Co dalej Panie Jacku?
Czy prawdziwy As w talii Prezesa, okaże się zabójcą polskiego górnictwa, a przy okazji grabarzem innych przedsiębiorstw? Wszak wiemy, choć może nie wszyscy zdają sobie z tego sprawę, że przemysł maszynowy, zwłaszcza w jego ciężkiej odmianie, kopalniami stoi… To one są jednym z poważnych odbiorców tego rodzaju produkcji. Oczywiście nie tylko w Polsce. Jednak nam chodzi przede wszystkim o własne podwórko. No, właśnie! Wszystkim? Wygląda na to, że są wyjątki. Pal sześć, gdyby to była tylko totalna opozycja, która na złość, ale też dla określonych celów politycznych, gotowa sprzedać własną matkę, ale jeśli podobne, albo gorsze rzeczy robi Rząd, podobno prawy, sprawiedliwy oraz patriotyczny, to ręce i nogi się uginają.
Tymczasem faktem jest, że „z powodu koronawirusa” – w każdym razie epidemia jest przyczyną oficjalną działań Rządu, kilkanaście kopalń zostało zamkniętych (podobno czasowo), aby zaraza się nie rozlała szerzej. Jak zakomunikował pan Wicepremier i Minister Aktywów Państwowych – Jacek Sasin:
– „Żadna z dwunastu kopalń, które przez koronawirusa czasowo wstrzymały swoją działalność, nie zostanie zamknięta.”

Zadania i ćwiczenia:
[a] Oceń, czy poniższe stwierdzenia zgadzają się z tekstem o kopalniach. Przy każdym odpowiedz „tak” lub „nie” i zacytuj dosłownie słowa tekstu, które o tym rozstrzygają.
(i) Kilkanaście kopalń zostało zamkniętych, a oficjalną przyczyną była epidemia.
(ii) Jacek Sasin zapowiedział, że część z dwunastu kopalń zostanie zamknięta na stałe.
(iii) Kopalnie są jednym z poważnych odbiorców produkcji przemysłu maszynowego.
[b] Proszę kontynuować tekst o kopalniach od miejsca, w którym się kończy.

Zebrany materiał:
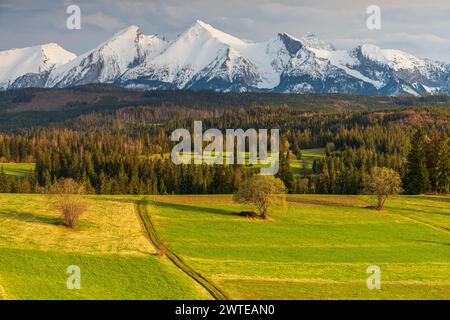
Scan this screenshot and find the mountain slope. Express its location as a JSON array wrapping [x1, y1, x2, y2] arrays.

Odpowiedzi:
[a]
(i) Tak: „epidemia jest przyczyną oficjalną działań Rządu, kilkanaście kopalń zostało zamkniętych (podobno czasowo)”.
(ii) Nie: „Żadna z dwunastu kopalń, które przez koronawirusa czasowo wstrzymały swoją działalność, nie zostanie zamknięta.”
(iii) Tak: „To one są jednym z poważnych odbiorców tego rodzaju produkcji.”

[b]
„Wstrzymaniem normalnego cyklu technologicznego przy wydobyciu węgla kamiennego objęte zostały kopalnie i ruchy wydobywcze: Bolesław Śmiały w Łaziskach Górnych, Piast w Bieruniu, Ziemowit w Lędzinach, Halemba i Pokój w Rudzie Śląskiej, Chwałowice w Rybniku, Marcel w Radlinie, Rydułtowy w Rydułtowach, Mysłowice-Wesoła w Mysłowicach oraz Wujek w Katowicach. Działalność wstrzymały także KWK Knurów-Szczygłowice oraz Budryk w Ornontowicach, które należą do JSW.” – donosi portal wnp.pl
Tyle wersja rządowa. A jakie są fakty? Należy postawić kilka pytań. Skoro, jak twierdzi sam pan Minister, należało zamknąć, bo nie wszyscy górnicy zostali przebadani, to czemu nie zamknięto kilku innych kopalń, w których również było wiele przypadków zakażeń? Dlaczego, jak donoszą sami górnicy, na wynik testu trzeba czekać nawet do 3 tygodni i są one wysyłane aż do Gdańska?
Związkowcy twierdzą, że zamknięcie kopalń jest nieracjonalne. Szef Śląsko-Dąbrowskiej Solidarności Dominik Kolorz nie owija w bawełnę i mówi:
„Wstrzymanie wydobycia na 3 tygodnie doprowadzi do likwidacji kopalń. Warunki górniczo-geologiczne w każdej z nich są bardzo trudne.„
Czyli realne niebezpieczeństwo istnieje. Dlaczego tak jest?
„Albo by doszło do zawalenia wyrobisk albo co gorsze do zapalenia wyrobisk. Utrzymywanie tylko minimalnego zatrudnienia jak jest to przewidywane w decyzji wicepremiera Sasina, mogłoby spowodować naprawdę katastrofalne skutki dla górników, którzy tam pracują” – dodaje Dominik Kolorz.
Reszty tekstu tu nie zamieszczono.